## Begin Supplied material

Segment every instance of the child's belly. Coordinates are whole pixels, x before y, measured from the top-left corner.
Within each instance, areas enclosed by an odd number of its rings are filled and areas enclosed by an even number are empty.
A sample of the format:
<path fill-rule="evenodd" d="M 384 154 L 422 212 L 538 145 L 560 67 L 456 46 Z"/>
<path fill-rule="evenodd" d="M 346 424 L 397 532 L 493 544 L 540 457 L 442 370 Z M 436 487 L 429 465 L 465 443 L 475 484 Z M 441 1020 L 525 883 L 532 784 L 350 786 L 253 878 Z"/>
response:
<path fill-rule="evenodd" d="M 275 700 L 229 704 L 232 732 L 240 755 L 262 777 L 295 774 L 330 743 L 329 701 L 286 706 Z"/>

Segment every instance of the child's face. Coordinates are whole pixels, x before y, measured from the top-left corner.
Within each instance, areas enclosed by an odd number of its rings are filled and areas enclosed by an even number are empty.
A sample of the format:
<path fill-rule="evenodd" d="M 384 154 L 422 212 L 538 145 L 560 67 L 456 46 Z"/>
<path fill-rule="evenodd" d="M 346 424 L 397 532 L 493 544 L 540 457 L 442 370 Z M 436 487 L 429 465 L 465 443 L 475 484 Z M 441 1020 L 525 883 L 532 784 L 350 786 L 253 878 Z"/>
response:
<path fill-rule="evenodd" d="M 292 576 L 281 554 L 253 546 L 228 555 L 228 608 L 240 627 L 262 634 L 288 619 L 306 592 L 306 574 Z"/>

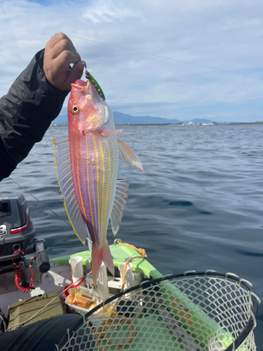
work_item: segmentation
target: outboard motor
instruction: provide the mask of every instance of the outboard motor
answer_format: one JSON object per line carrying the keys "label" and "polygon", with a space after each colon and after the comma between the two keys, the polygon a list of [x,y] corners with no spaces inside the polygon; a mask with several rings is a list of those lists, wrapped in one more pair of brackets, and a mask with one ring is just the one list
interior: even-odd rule
{"label": "outboard motor", "polygon": [[46,241],[35,237],[36,231],[24,196],[0,199],[0,274],[13,270],[19,265],[20,285],[22,286],[23,284],[25,286],[29,284],[27,282],[25,255],[35,253],[41,272],[44,273],[50,269],[48,256],[45,251]]}

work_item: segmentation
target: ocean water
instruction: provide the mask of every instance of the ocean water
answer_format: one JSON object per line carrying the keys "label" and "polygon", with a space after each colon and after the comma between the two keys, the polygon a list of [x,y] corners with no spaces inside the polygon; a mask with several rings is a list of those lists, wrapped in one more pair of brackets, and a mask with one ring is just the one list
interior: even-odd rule
{"label": "ocean water", "polygon": [[[129,191],[117,237],[145,249],[163,274],[231,272],[250,281],[263,300],[263,126],[123,131],[130,133],[120,138],[139,154],[144,172],[120,165]],[[67,133],[67,127],[50,127],[1,183],[2,197],[24,194],[51,258],[84,249],[69,225],[53,161],[53,138]],[[109,231],[107,238],[112,244]],[[263,303],[257,323],[263,351]]]}

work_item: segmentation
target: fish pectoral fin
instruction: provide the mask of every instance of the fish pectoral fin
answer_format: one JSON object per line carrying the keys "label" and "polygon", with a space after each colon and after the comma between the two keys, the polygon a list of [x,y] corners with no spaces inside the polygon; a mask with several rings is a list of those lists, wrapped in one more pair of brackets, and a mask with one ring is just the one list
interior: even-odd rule
{"label": "fish pectoral fin", "polygon": [[123,215],[124,206],[126,203],[125,199],[127,197],[126,192],[128,190],[128,185],[123,181],[117,182],[116,188],[115,201],[112,208],[111,224],[112,230],[116,235],[120,227],[120,223]]}
{"label": "fish pectoral fin", "polygon": [[118,145],[120,159],[128,164],[130,167],[131,167],[131,164],[133,163],[143,171],[142,162],[135,152],[119,139],[118,139]]}
{"label": "fish pectoral fin", "polygon": [[55,152],[55,164],[60,191],[64,197],[64,206],[73,230],[83,245],[86,242],[86,225],[79,211],[73,185],[69,142],[68,137],[53,140],[53,146],[58,147]]}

## End Supplied material

(Exercise task)
Convert all of the data above into a two-column CSV with the columns input and output, one row for each thing to be answered: its text under input and its answer under output, each in a double-quoted field with line breaks changed to spaces. Leave the pictures out.

(Worked answer)
input,output
"Segment every instance of the child's belly. Coordinates are whole pixels, x before y, measured from the top-left corner. Within each instance, areas enclosed by an odd number of its rings are filled and areas enclosed by an even number are empty. A sample of the format: <path fill-rule=""evenodd"" d=""M 384 154 L 422 212 L 538 145 L 560 67 L 456 46 Z""/> <path fill-rule=""evenodd"" d=""M 346 424 L 397 532 L 493 544 L 540 457 L 442 370 Z M 436 487 L 429 465 L 465 443 L 475 484 Z M 441 1020 L 525 883 L 532 784 L 350 786 L 253 878 Z""/> response:","<path fill-rule=""evenodd"" d=""M 275 700 L 229 704 L 232 732 L 240 755 L 262 777 L 295 774 L 330 743 L 329 701 L 286 706 Z""/>"
"Segment every instance of the child's face. Coordinates are whole pixels, x before y, measured from the top-left corner. Within each instance, areas enclosed by an odd number of its rings are filled and areas enclosed by an even number are empty. A sample of the format: <path fill-rule=""evenodd"" d=""M 384 154 L 422 212 L 538 145 L 560 67 L 456 46 Z""/> <path fill-rule=""evenodd"" d=""M 346 424 L 397 532 L 493 544 L 540 457 L 442 370 Z M 436 487 L 429 465 L 465 443 L 475 484 Z M 441 1020 L 525 883 L 532 784 L 350 786 L 253 878 Z""/> response:","<path fill-rule=""evenodd"" d=""M 292 576 L 281 554 L 253 546 L 228 555 L 228 608 L 240 627 L 262 634 L 288 619 L 306 592 L 306 574 Z""/>"
"work_item: segmentation target: outboard motor instruction: provide the mask of every instance of the outboard motor answer_format: one JSON object per line carrying the keys ""label"" and ""polygon"", with a space after each colon and after the comma between the two keys, the polygon a list of [x,y] corners with no spaces inside the polygon; a mask with several rings is a list of those lists, wrapped in one more pair of brackets, and a mask with one ring is just the one list interior: even-odd rule","{""label"": ""outboard motor"", ""polygon"": [[46,241],[35,237],[36,231],[24,196],[0,199],[0,274],[13,270],[19,265],[20,285],[22,286],[23,284],[25,286],[29,284],[27,282],[25,255],[35,253],[41,272],[44,273],[50,269],[48,256],[45,251]]}"
"work_item: segmentation target: ocean water instruction: provide the mask of every instance of the ocean water answer_format: one JSON object per line carrying the keys ""label"" and ""polygon"", with a space after each colon and after the comma between the two keys, the polygon a list of [x,y] corners with no spaces inside the polygon; a mask with several rings is a list of those lists, wrapped in one more pair of brackets, and a mask with one ring is just the one list interior: even-odd rule","{""label"": ""ocean water"", ""polygon"": [[[129,191],[117,237],[145,249],[163,274],[231,272],[250,281],[263,300],[263,126],[123,131],[130,133],[120,138],[139,154],[144,172],[120,165]],[[67,133],[67,127],[50,127],[1,183],[2,197],[24,194],[51,258],[84,249],[69,225],[53,161],[53,138]],[[109,231],[107,238],[112,244]],[[263,303],[257,323],[263,351]]]}"
"work_item: segmentation target: fish pectoral fin instruction: provide the mask of every instance of the fish pectoral fin answer_format: one JSON object per line carrying the keys ""label"" and ""polygon"", with a space after each colon and after the comma between the two keys, the polygon a list of [x,y] corners with no spaces inside the polygon; a mask with several rings is a list of those lists, wrapped in one more pair of brackets, and a mask with one ring is just the one list interior: even-odd rule","{""label"": ""fish pectoral fin"", ""polygon"": [[123,215],[124,206],[126,203],[125,199],[127,197],[126,192],[128,190],[128,185],[123,181],[117,182],[116,188],[115,201],[112,208],[111,224],[112,230],[116,235],[120,227],[120,223]]} {""label"": ""fish pectoral fin"", ""polygon"": [[118,145],[120,159],[128,164],[130,167],[131,167],[131,164],[133,163],[143,171],[142,162],[135,152],[119,139],[118,139]]} {""label"": ""fish pectoral fin"", ""polygon"": [[55,152],[55,164],[60,191],[64,197],[64,206],[73,230],[83,245],[86,242],[86,225],[79,211],[73,185],[69,142],[68,137],[53,140],[53,146],[58,147]]}"